• [WHAT YOU WILL DO]:
Please copy each line below that contains the string "door".
**** SUPPLIED ENTRIES
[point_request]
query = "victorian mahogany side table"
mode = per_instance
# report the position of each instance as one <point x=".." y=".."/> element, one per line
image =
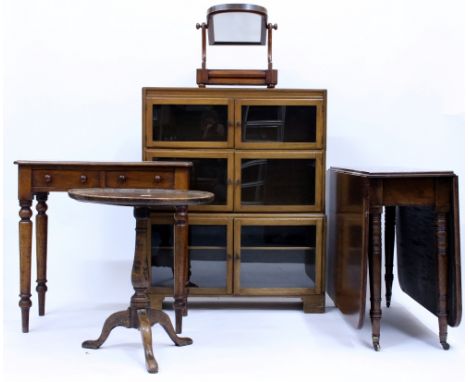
<point x="37" y="179"/>
<point x="140" y="315"/>
<point x="423" y="208"/>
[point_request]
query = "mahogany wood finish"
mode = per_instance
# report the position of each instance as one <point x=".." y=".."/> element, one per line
<point x="426" y="205"/>
<point x="38" y="179"/>
<point x="234" y="150"/>
<point x="140" y="315"/>
<point x="268" y="77"/>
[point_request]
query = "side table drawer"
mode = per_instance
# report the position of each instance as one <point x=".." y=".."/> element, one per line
<point x="60" y="180"/>
<point x="140" y="179"/>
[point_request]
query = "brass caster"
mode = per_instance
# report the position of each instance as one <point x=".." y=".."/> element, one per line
<point x="90" y="344"/>
<point x="375" y="343"/>
<point x="445" y="345"/>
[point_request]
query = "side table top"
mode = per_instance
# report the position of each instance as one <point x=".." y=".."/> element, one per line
<point x="141" y="197"/>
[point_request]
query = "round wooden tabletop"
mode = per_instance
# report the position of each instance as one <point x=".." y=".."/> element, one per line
<point x="141" y="197"/>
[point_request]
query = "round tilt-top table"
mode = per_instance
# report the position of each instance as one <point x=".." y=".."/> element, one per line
<point x="140" y="315"/>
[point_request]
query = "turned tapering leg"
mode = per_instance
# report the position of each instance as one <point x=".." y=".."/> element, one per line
<point x="442" y="279"/>
<point x="180" y="264"/>
<point x="41" y="249"/>
<point x="389" y="250"/>
<point x="375" y="260"/>
<point x="25" y="240"/>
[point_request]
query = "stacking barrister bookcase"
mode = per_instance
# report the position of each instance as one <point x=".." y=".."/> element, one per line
<point x="262" y="153"/>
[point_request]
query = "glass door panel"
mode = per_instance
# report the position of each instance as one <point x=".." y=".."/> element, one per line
<point x="189" y="123"/>
<point x="275" y="181"/>
<point x="212" y="171"/>
<point x="283" y="253"/>
<point x="210" y="255"/>
<point x="292" y="124"/>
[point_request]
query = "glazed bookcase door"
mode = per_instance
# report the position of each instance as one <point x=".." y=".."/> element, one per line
<point x="278" y="181"/>
<point x="279" y="124"/>
<point x="280" y="256"/>
<point x="210" y="255"/>
<point x="213" y="171"/>
<point x="187" y="122"/>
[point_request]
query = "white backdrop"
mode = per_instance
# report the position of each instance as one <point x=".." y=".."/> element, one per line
<point x="74" y="72"/>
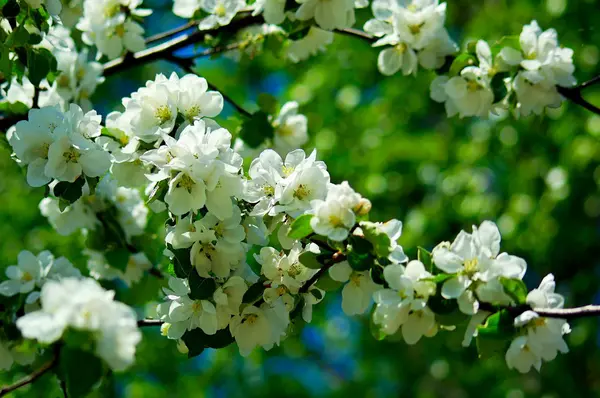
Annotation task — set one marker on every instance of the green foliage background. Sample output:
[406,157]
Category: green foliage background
[538,178]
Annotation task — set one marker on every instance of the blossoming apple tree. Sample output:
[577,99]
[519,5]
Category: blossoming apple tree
[256,233]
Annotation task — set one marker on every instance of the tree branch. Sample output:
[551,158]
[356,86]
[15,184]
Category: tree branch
[187,65]
[335,259]
[30,378]
[149,322]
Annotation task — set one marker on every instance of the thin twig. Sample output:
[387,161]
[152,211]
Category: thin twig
[30,378]
[213,51]
[187,65]
[573,94]
[170,33]
[335,259]
[149,322]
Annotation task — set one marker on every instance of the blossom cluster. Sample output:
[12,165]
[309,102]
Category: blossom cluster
[59,146]
[76,80]
[33,272]
[413,33]
[111,26]
[82,305]
[522,77]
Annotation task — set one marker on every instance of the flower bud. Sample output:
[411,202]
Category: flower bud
[363,207]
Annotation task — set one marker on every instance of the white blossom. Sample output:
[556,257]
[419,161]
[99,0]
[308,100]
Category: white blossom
[221,12]
[315,40]
[476,258]
[358,291]
[540,339]
[405,303]
[82,304]
[113,31]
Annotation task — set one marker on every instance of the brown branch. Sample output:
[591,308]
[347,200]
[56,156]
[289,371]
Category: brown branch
[187,65]
[30,378]
[149,322]
[559,313]
[335,259]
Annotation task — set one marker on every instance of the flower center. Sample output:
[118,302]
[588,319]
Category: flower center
[472,86]
[302,192]
[416,28]
[186,182]
[287,170]
[471,266]
[268,190]
[220,10]
[163,114]
[71,156]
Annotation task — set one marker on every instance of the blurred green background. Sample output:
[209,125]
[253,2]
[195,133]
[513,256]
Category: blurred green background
[538,178]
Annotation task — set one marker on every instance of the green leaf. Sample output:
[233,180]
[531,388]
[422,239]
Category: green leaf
[92,183]
[181,262]
[515,289]
[5,61]
[79,370]
[310,260]
[158,192]
[360,245]
[69,191]
[39,63]
[251,260]
[297,311]
[424,256]
[267,103]
[196,340]
[254,293]
[360,262]
[461,62]
[301,228]
[377,275]
[256,129]
[379,239]
[494,337]
[201,288]
[326,283]
[118,258]
[499,86]
[11,9]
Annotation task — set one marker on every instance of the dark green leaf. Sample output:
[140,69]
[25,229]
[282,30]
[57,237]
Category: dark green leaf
[256,129]
[360,245]
[297,311]
[267,103]
[360,262]
[326,283]
[424,256]
[79,370]
[11,9]
[201,288]
[251,260]
[379,239]
[499,86]
[69,191]
[118,258]
[254,292]
[301,228]
[494,337]
[196,340]
[515,289]
[310,260]
[181,262]
[461,62]
[158,192]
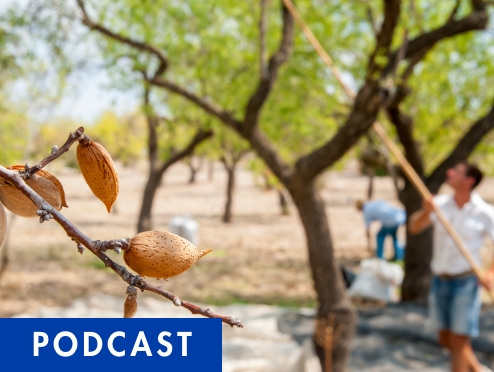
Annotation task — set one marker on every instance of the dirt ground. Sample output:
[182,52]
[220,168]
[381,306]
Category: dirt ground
[260,257]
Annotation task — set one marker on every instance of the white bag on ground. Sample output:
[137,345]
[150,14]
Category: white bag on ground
[185,227]
[377,280]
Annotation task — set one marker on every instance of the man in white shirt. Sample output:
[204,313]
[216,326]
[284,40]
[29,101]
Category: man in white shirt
[390,217]
[454,298]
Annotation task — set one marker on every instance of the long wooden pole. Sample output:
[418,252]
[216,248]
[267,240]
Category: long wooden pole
[407,168]
[422,189]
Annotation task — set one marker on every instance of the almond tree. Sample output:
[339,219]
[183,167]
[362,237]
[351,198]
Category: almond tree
[184,48]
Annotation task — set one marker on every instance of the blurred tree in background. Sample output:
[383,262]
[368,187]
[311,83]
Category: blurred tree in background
[243,65]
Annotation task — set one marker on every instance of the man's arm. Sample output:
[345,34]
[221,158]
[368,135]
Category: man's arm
[421,219]
[369,245]
[488,281]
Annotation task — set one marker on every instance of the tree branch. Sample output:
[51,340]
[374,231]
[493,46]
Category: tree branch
[364,112]
[265,85]
[404,129]
[200,136]
[477,20]
[462,150]
[56,153]
[86,20]
[98,248]
[262,41]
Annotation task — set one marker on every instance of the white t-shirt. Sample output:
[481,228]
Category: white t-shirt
[473,222]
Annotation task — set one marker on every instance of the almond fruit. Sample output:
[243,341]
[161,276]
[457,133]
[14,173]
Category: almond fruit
[3,225]
[16,202]
[99,171]
[159,254]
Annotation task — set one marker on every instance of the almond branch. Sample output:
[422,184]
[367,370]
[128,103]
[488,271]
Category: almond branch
[46,211]
[56,152]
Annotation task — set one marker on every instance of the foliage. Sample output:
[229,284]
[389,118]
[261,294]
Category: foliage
[124,137]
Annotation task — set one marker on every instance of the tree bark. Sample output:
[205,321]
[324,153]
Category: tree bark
[370,186]
[285,210]
[210,170]
[227,214]
[328,281]
[418,253]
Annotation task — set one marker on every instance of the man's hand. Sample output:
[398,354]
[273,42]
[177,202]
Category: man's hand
[488,280]
[427,205]
[369,244]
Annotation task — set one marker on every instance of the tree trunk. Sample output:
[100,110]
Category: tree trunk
[152,185]
[193,172]
[227,215]
[370,187]
[285,211]
[418,252]
[335,310]
[210,170]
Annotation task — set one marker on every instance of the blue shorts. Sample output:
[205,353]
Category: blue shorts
[454,305]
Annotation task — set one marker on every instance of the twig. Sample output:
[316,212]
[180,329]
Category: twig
[98,248]
[55,153]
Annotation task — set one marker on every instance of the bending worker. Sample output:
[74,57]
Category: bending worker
[454,298]
[391,218]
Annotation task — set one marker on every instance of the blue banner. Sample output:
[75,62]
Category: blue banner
[93,345]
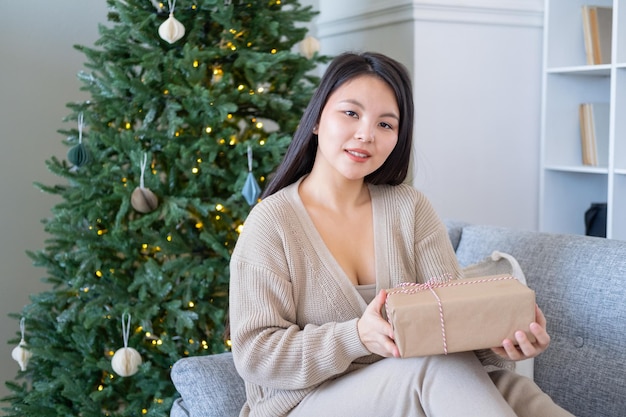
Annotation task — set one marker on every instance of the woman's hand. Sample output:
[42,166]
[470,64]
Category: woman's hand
[375,332]
[525,348]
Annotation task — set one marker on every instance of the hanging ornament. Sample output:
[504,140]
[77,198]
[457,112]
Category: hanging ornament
[171,30]
[251,189]
[19,353]
[309,46]
[126,361]
[143,199]
[78,155]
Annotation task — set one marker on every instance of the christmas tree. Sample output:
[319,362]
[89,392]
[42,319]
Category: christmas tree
[192,105]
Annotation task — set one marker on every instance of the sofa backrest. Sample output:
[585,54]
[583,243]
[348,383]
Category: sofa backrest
[580,285]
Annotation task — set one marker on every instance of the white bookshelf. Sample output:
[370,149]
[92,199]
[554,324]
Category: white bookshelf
[568,187]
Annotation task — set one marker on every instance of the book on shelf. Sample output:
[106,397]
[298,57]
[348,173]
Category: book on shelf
[594,133]
[597,28]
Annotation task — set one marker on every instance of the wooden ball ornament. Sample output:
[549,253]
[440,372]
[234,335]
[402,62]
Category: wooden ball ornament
[126,361]
[144,200]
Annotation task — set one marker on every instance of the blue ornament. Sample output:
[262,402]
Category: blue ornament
[251,190]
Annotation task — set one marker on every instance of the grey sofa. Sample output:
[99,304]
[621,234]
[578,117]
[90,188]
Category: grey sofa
[580,283]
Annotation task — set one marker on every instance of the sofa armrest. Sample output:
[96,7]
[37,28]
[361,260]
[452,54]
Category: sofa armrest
[209,386]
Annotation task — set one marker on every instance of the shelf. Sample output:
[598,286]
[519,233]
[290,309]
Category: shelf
[588,70]
[578,169]
[569,188]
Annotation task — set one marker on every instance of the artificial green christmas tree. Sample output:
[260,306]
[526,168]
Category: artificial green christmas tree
[192,104]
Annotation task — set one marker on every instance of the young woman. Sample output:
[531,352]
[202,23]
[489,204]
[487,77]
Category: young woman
[336,227]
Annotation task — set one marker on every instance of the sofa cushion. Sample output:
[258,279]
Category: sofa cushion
[209,386]
[580,284]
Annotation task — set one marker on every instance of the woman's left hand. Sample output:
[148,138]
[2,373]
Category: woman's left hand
[526,349]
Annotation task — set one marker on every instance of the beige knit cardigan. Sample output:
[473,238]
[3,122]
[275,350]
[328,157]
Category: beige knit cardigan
[294,312]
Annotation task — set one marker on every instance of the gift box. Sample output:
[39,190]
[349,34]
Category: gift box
[446,316]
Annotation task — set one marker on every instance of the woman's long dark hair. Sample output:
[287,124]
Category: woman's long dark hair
[300,154]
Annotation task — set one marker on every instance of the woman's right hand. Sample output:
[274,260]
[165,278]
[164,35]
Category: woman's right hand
[375,332]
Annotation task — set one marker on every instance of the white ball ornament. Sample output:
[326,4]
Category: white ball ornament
[171,30]
[19,352]
[126,361]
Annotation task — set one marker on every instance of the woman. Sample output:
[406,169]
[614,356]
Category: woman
[335,228]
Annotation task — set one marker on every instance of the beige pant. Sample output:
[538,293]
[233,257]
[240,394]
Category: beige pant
[436,386]
[525,397]
[433,386]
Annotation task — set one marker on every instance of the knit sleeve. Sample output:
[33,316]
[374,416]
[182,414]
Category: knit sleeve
[269,347]
[434,254]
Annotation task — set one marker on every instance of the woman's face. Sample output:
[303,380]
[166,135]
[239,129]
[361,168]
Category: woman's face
[358,128]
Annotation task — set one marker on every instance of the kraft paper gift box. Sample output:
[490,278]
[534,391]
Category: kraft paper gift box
[459,315]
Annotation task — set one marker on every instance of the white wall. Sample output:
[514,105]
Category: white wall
[477,78]
[37,78]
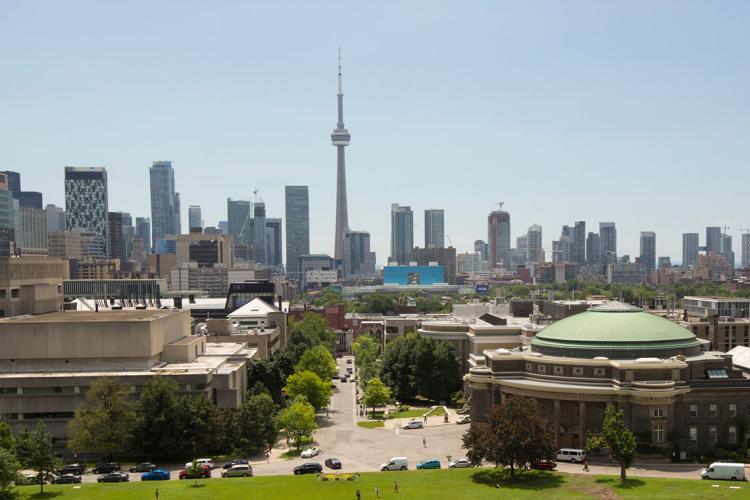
********
• [EXERCISE SOLUTION]:
query = "glass door panel"
query = "glazed bookcase door"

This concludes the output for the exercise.